**Written task**
Your task is to repeat, word for word, the line containing "# test: mark one point on the hanging" and all lines that follow it to the end of the material, and no other lines.

**Stored records**
╔══
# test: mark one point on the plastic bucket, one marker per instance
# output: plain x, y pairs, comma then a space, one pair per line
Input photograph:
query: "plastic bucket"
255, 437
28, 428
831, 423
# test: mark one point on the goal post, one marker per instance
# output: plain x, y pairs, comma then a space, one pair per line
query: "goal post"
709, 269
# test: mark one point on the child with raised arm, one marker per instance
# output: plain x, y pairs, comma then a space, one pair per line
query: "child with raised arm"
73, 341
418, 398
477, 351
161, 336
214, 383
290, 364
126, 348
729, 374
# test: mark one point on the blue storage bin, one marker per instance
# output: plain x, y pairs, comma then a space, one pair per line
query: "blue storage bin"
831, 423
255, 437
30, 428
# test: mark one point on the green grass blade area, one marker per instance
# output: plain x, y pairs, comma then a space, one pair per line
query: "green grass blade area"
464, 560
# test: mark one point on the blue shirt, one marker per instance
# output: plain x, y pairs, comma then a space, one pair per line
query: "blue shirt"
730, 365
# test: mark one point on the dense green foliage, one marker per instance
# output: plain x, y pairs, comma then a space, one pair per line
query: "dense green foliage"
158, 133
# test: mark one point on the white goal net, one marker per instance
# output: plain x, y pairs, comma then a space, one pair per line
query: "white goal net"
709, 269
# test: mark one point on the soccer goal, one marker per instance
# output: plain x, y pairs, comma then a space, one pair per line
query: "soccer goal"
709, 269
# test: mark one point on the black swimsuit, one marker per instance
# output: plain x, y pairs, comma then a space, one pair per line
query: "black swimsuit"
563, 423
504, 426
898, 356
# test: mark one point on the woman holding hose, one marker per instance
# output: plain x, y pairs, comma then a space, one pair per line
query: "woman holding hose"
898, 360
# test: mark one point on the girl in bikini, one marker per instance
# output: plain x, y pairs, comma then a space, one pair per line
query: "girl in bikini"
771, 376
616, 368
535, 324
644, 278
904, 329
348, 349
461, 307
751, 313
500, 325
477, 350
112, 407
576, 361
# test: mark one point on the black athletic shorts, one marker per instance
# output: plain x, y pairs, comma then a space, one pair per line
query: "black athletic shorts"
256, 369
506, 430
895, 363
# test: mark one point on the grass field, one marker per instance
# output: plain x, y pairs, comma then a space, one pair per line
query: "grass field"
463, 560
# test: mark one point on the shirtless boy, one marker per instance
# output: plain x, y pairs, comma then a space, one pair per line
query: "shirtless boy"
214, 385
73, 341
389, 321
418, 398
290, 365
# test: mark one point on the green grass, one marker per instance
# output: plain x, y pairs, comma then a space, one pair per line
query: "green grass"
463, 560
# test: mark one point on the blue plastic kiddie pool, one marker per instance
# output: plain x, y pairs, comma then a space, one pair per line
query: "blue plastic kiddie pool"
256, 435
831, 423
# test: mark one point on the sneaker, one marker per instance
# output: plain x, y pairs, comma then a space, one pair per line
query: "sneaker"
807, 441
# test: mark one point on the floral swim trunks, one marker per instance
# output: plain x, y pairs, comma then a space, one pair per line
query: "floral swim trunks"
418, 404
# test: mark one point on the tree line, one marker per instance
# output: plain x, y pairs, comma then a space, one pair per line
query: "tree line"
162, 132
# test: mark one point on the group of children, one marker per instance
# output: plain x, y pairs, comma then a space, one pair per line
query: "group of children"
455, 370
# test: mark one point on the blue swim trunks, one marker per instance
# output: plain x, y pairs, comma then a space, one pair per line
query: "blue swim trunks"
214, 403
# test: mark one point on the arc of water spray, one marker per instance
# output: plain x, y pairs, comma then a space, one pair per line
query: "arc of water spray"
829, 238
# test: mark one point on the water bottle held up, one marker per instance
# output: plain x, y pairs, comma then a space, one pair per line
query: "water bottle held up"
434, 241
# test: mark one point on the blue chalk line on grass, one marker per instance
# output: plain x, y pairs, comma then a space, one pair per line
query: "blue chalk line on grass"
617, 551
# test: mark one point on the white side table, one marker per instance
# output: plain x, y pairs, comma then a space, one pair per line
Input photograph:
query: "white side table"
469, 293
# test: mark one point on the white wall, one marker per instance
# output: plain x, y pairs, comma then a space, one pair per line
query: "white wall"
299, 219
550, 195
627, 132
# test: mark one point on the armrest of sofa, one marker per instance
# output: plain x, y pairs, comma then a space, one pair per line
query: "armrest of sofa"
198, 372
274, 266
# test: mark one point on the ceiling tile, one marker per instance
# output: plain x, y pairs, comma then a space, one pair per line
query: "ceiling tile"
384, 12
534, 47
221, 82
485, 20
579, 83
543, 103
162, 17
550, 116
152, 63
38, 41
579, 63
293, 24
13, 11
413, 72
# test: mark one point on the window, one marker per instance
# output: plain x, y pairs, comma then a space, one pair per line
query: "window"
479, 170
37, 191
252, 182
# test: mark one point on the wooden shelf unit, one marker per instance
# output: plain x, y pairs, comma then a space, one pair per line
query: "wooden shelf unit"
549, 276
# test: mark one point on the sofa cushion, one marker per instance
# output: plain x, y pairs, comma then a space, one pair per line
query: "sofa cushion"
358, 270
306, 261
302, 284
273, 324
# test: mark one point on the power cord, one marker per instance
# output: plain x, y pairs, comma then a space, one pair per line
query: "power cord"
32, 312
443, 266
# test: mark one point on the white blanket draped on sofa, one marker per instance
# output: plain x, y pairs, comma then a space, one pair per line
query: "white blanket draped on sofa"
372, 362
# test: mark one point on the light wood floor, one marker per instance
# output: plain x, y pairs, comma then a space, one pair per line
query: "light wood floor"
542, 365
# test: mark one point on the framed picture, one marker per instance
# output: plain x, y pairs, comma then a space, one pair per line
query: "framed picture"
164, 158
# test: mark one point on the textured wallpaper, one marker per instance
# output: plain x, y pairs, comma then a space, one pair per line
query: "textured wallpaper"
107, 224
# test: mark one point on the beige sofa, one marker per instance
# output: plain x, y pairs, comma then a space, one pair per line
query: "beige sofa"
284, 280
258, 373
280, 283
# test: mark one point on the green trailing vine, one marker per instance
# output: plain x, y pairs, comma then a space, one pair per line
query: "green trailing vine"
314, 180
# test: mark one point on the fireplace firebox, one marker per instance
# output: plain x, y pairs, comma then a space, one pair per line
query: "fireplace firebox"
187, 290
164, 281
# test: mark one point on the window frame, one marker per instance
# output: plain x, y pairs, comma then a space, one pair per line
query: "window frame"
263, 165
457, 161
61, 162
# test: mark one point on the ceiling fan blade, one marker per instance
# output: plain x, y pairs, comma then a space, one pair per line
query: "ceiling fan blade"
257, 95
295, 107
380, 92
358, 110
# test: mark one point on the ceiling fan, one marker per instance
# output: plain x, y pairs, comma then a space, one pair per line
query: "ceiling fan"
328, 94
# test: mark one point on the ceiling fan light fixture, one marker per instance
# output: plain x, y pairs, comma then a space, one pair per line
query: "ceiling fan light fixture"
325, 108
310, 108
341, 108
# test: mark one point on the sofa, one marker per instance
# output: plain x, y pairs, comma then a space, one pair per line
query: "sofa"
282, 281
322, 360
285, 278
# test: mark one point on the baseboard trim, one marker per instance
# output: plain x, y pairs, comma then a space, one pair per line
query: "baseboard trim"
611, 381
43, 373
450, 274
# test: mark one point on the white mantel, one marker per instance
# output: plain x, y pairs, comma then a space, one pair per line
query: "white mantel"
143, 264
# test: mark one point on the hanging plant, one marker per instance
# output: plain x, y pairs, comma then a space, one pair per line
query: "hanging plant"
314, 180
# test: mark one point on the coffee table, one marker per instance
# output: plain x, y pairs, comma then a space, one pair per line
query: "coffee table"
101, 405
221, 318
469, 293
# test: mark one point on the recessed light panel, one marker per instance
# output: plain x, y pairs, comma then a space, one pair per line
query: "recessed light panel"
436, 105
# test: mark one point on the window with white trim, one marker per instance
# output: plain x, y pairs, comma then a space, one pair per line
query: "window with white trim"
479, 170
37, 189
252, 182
╚══
**Reply to the exercise**
# test: mark one point on the hanging plant, one marker per instance
# output: plain x, y pairs, comma then a space, one pair per line
query: "hanging plant"
314, 180
# test: mark one point on the coffee table, one marker per instance
# output: plain x, y pairs, comma then a space, one pair per line
query: "coffee table"
101, 405
221, 318
469, 293
# test: mark one point on the recessed light panel, one marker per instance
# output: plain x, y pairs, comma then a space, one pair per line
query: "recessed light panel"
436, 105
# test: mark one point on the window with white trim, one marker per instance
# output: plain x, y pairs, comma then a space, one pair per line
query: "window with white trim"
479, 170
37, 189
252, 182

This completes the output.